About this task
Answer these questions about the forum excerpt below.
1. What does the excerpt call the best choice when a driver has time to brake?
2. Whose post held the three quotes mentioned?
3. Compared to two injured people, what event does the excerpt say falls really, really low on the priority scale?

I might have allowed them to sit University Finals … not sure.
( Finals are not very pleasant :-} )

It seems like the quotes you included were recommending braking and stopping in your lane, as the favored alternative to swerving. They weren’t saying don’t swerve, and go ahead and hit the deer.

If you have time to brake and come to a controlled stop, of course that is the best choice. But it doesn’t look like they are favoring hitting the deer to swerving.

Here is one of the three quotes from jsgoddess’s post which directly contradict your impression here:

-FrL-

I guess that’s right. But I just can’t see myself heading for certain damage and/or injury when there’s an alternative that could result in none.

And this is where we differ. Compared to two injured people, one with brain damage, a rowing competition falls really, really low on the priority scale and shouldn’t get consideration by a judge. Same goes for a football game.

Material shown
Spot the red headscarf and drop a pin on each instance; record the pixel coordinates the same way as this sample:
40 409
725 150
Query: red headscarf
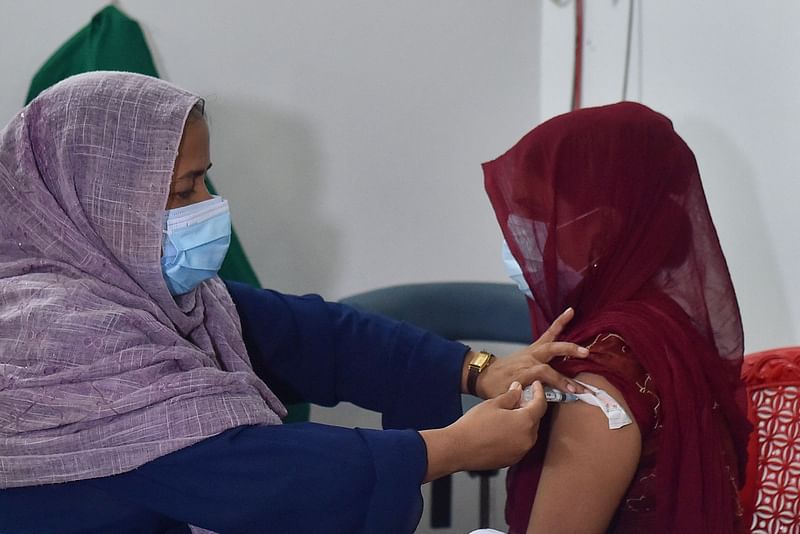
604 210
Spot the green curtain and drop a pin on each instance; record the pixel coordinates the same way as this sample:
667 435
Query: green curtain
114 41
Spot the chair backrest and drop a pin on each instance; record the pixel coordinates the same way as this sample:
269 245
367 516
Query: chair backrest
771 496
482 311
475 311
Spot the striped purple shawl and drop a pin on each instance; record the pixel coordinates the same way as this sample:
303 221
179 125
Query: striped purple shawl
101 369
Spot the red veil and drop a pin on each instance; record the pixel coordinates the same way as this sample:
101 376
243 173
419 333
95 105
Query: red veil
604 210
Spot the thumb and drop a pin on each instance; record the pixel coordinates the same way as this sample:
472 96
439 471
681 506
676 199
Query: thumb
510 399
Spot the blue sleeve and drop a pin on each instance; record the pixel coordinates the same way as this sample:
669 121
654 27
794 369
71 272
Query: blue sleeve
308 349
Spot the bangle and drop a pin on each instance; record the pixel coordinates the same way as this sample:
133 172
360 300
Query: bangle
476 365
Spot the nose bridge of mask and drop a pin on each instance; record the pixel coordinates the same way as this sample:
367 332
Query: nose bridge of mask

Answer to this problem
1. Braking and coming to a controlled stop.
2. jsgoddess's post.
3. A rowing competition.